## EXERCISE 1
In the blog post on dreaming as a family, before what stage of life does the writer say they stopped dreaming big?

Tuesday, February 15, 2011

Dreaming as a Family

What would you do if you knew you couldn’t fail?


I have been thinking about this a lot over the past year. Its funny how I clear I am about how long I have been thinking about that actually. It is tempting to say I have been thinking about this my whole life…but I know now that I haven’t. I have been so focused on what I want within what I think are my limitations that I have somehow lost my ability to dream big. I don’t even know when I stopped dreaming really big, but I do know it was before high school. I was pretty “realistic” about my dreaming by that time. The messaging in our culture is so focused on plugging away and then retiring that we don’t even realize that this dream does not really fit all of us. We have invested ourselves in pursuit of watered-down version of a dream older than our Grandparents. Or at least from a time when “plugging away” and then retiring meant security, or some semblance of it.

## EXERCISE 2
In the records, rewrite the lines starting with the line that contains "written like (185,487)." and going on through the end of the records, changing "traffic tally" to "crowd count" and leaving everything else as it is.

Named object pointing entries:
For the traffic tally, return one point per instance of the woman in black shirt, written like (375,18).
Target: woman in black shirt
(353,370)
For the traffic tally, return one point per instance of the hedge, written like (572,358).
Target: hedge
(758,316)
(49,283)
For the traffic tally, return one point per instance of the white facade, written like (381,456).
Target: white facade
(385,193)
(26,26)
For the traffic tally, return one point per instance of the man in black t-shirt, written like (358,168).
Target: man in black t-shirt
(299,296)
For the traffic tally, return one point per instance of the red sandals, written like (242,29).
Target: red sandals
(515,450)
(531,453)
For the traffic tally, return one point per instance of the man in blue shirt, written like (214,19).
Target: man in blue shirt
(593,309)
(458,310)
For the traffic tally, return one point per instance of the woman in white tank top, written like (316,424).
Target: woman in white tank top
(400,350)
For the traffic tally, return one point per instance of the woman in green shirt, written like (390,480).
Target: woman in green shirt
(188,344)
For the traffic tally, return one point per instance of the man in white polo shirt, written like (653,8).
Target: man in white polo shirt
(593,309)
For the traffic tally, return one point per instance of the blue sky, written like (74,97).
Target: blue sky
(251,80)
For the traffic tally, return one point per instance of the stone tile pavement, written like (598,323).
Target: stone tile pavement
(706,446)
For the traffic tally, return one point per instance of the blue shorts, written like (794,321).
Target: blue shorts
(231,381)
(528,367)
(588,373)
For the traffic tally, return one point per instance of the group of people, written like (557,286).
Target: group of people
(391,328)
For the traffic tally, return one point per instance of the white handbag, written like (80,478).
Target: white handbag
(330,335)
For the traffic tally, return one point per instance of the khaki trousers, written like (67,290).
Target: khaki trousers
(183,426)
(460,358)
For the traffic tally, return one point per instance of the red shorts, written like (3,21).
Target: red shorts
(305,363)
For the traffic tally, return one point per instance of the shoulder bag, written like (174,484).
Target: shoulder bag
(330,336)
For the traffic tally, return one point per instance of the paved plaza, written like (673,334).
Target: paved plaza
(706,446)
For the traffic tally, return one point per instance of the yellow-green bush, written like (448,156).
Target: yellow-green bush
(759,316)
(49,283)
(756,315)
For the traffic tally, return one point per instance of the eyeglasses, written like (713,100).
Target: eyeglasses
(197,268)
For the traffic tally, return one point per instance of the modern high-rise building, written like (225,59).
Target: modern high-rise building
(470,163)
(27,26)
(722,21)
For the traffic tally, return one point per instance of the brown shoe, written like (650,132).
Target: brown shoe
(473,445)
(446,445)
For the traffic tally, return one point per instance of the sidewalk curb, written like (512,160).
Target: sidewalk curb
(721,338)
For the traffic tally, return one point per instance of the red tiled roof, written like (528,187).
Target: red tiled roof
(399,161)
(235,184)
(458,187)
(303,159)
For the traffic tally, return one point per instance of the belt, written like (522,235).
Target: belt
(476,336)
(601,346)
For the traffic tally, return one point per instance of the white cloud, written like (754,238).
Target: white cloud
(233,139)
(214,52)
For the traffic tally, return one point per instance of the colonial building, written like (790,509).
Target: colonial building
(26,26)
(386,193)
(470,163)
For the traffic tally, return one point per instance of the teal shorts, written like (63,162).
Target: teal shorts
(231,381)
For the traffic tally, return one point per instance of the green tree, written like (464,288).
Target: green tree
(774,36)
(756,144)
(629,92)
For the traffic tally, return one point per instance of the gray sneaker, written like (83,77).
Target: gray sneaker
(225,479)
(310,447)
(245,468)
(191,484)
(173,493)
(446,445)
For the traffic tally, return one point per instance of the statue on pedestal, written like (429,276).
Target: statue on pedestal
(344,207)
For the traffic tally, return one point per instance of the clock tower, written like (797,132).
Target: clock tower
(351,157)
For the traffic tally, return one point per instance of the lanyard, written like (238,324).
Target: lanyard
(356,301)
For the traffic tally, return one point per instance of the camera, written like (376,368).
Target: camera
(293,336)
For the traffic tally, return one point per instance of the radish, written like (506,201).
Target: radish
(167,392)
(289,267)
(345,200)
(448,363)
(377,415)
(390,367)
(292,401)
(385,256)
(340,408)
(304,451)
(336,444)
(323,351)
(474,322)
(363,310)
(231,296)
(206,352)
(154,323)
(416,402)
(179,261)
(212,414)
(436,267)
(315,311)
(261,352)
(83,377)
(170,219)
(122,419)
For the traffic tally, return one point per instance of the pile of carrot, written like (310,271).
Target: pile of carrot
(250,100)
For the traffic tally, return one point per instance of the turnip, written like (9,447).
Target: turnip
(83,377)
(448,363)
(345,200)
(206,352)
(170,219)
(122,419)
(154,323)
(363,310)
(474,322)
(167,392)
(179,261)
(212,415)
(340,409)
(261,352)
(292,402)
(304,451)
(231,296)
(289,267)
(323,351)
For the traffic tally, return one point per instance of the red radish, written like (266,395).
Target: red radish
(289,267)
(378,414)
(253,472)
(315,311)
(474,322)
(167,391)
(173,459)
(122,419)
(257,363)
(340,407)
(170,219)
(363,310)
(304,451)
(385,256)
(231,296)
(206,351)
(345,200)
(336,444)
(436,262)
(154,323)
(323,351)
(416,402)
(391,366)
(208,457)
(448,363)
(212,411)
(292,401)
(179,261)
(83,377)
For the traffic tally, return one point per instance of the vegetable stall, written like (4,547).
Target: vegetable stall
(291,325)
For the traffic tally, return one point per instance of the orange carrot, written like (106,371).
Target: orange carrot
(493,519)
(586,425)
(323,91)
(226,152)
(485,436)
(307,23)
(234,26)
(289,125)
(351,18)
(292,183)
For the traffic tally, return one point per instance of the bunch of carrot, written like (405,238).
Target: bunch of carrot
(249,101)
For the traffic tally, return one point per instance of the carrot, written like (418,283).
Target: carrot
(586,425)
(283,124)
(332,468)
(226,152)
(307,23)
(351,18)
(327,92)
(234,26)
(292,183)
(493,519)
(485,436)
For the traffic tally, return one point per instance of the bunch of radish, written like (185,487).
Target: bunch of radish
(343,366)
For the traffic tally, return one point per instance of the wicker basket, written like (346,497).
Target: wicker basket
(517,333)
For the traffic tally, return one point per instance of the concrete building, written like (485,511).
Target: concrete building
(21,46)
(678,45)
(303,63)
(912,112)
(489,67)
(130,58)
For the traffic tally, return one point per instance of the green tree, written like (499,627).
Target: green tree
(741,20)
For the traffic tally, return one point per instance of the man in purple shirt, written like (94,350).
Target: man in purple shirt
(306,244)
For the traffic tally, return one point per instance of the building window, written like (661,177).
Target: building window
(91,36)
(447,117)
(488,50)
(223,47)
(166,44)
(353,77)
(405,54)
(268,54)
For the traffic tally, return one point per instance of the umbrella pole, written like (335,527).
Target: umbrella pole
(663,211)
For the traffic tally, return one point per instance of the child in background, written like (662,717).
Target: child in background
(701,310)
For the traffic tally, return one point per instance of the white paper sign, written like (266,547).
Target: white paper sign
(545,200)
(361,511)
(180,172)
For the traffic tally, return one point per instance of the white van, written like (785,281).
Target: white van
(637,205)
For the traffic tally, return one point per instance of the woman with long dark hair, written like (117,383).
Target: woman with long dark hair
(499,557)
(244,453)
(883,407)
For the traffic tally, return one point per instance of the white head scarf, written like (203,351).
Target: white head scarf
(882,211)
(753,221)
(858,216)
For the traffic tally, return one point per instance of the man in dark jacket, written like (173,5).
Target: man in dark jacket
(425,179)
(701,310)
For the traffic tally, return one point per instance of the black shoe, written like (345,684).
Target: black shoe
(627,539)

## EXERCISE ANSWER 1
Before high school.

## EXERCISE ANSWER 2
For the crowd count, return one point per instance of the bunch of radish, written like (185,487).
Target: bunch of radish
(343,366)
For the crowd count, return one point per instance of the wicker basket, written like (346,497).
Target: wicker basket
(517,333)
For the crowd count, return one point per instance of the concrete building, written like (485,511).
Target: concrete building
(21,46)
(678,45)
(303,63)
(912,112)
(489,67)
(130,58)
For the crowd count, return one point per instance of the green tree, written like (499,627).
Target: green tree
(741,20)
For the crowd count, return one point per instance of the man in purple shirt, written like (94,350).
Target: man in purple shirt
(306,244)
For the crowd count, return one point per instance of the building window, written like (661,177).
Target: building window
(91,36)
(447,117)
(488,50)
(223,47)
(166,44)
(353,77)
(405,54)
(268,54)
For the crowd count, return one point per instance of the umbrella pole, written like (335,527).
Target: umbrella pole
(663,211)
For the crowd count, return one point per instance of the child in background, written like (662,717).
Target: child in background
(701,310)
For the crowd count, return one point per instance of the white paper sign, written like (266,547).
Target: white paper sign
(545,200)
(361,511)
(180,172)
For the crowd count, return one point per instance of the white van, written like (785,281).
Target: white van
(637,205)
For the crowd count, return one point per instance of the woman with long dark hair, written like (117,383).
Target: woman with long dark hair
(499,557)
(244,453)
(883,407)
For the crowd count, return one point per instance of the white head scarf, written like (203,351).
Target: white head scarf
(882,211)
(753,221)
(858,216)
For the crowd count, return one point per instance of the man in dark jacket, written like (173,5).
Target: man in dark jacket
(425,179)
(701,310)
For the crowd count, return one point per instance of the black shoe, written like (345,684).
Target: black shoe
(627,539)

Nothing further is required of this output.